(Records from a data source)
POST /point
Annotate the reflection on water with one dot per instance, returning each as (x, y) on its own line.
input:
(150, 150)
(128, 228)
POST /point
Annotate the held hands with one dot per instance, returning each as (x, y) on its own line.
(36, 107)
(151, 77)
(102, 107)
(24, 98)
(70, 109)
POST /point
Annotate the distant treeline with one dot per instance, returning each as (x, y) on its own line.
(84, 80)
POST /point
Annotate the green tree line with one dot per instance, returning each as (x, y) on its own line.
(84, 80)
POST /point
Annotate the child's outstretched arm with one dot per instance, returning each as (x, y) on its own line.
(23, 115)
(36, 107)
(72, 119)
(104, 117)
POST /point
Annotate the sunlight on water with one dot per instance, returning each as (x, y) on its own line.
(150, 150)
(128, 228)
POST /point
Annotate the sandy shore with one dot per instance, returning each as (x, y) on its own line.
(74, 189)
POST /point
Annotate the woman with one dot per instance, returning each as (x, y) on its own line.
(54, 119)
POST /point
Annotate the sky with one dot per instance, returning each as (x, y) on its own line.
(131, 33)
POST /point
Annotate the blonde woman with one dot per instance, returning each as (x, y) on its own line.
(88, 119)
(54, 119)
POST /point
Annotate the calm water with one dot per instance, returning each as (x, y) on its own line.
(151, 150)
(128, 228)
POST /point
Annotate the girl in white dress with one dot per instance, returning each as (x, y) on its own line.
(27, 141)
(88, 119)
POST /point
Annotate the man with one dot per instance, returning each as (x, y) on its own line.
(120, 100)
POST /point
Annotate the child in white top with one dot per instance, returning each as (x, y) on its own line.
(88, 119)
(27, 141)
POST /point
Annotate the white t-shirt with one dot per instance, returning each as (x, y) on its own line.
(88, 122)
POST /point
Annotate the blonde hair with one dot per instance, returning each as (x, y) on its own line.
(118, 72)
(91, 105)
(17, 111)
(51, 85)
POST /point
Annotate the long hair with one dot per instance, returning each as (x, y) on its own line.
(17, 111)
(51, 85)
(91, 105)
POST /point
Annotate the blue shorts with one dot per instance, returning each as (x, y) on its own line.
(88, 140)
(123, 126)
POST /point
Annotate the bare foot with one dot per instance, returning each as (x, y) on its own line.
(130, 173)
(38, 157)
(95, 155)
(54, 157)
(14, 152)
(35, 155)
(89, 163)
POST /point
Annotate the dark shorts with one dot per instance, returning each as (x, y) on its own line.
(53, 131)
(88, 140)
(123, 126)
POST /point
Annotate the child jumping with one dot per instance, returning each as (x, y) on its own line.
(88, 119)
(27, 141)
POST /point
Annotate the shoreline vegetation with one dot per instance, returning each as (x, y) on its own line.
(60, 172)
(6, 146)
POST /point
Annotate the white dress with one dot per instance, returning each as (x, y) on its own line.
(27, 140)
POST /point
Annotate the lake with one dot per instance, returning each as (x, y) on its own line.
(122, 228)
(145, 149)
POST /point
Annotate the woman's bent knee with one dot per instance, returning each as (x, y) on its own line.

### TASK BRIEF
Output the data above without altering a line.

### SOLUTION TO THIS EXERCISE
POST /point
Annotate the reflection on water with one dot per instance, returning each as (x, y) on its own line.
input:
(150, 150)
(128, 228)
POST /point
Annotate the held hands with one dot per instance, returning each as (x, y) on its own line.
(36, 107)
(151, 77)
(102, 107)
(24, 98)
(70, 109)
POST /point
Annotate the distant treeline with one dot per instance, returning each as (x, y) on its own line.
(84, 80)
POST /point
Annotate the green tree line with one dot per instance, returning each as (x, y) on its own line.
(84, 80)
POST /point
Annotate the child's outstretched arm with one dot per instance, returning each as (x, y) on its own line.
(23, 115)
(36, 107)
(72, 119)
(104, 117)
POST /point
Annotate the sunlight on water with one dot per instance, returning each as (x, y) on its own line.
(150, 150)
(128, 228)
POST /point
Annotate the sandy shore with one dot per instance, returning each as (x, y) on its own line.
(74, 189)
POST /point
Annotate the woman with one dot per instance, returning each as (x, y) on its own line.
(54, 119)
POST /point
Annotate the sky with one dot per instance, returning each as (x, y) on its own line.
(131, 33)
POST /point
Annotate the blonde woman with one dot per instance, returning each as (x, y) on its own line.
(88, 119)
(54, 119)
POST /point
Annotate the calm water with one dot per instance, returning each as (x, y) on its own line.
(151, 150)
(128, 228)
POST /point
Annotate the girl in white dress with one dot per instance, returning each as (x, y) on its own line.
(27, 141)
(88, 119)
POST /point
Annotate the man with one dot per instance, returning each as (x, y) on its own line.
(120, 100)
POST /point
Annotate the child in white top with one dot per instance, returning each as (x, y) on its own line.
(88, 119)
(27, 141)
POST /point
Annotate the white t-shirt with one dot per instance, returning each as (x, y) on its own line.
(88, 122)
POST /point
Annotate the blonde hair with one dot per instance, returning each as (x, y) on its own line.
(118, 72)
(91, 105)
(17, 111)
(51, 85)
POST /point
Annotate the long hair with one dot per instance, returning each as (x, y) on its own line.
(17, 111)
(51, 85)
(91, 105)
POST /point
Annotate the blue shorts with one dot per instance, returning each as (x, y) on its own line.
(88, 140)
(123, 126)
POST /point
Annotate the bare foot with one dot per instance, returning each as (x, y) on its own line.
(130, 173)
(38, 157)
(95, 155)
(54, 157)
(14, 152)
(35, 155)
(89, 163)
POST /point
Annotate the dark shorts with one dot per instance, returning each as (x, y) on its own line.
(53, 131)
(88, 140)
(123, 126)
POST /point
Annotate the child jumping with one dot per instance, returning each as (x, y) on its own line.
(88, 119)
(27, 141)
POST /point
Annotate the shoreline vegetation with one dot per instance, returning each as (x, y) on its own line.
(60, 172)
(6, 146)
POST /point
Annotate the white dress with one dot per instance, returning each as (x, y) on its own line.
(27, 140)
POST /point
Annotate the lake with one dot per instance, returning each as (x, y) on its own line.
(122, 228)
(145, 149)
POST /point
Annotate the woman's bent knee with one dot per instance, returning each as (x, y) on its own line.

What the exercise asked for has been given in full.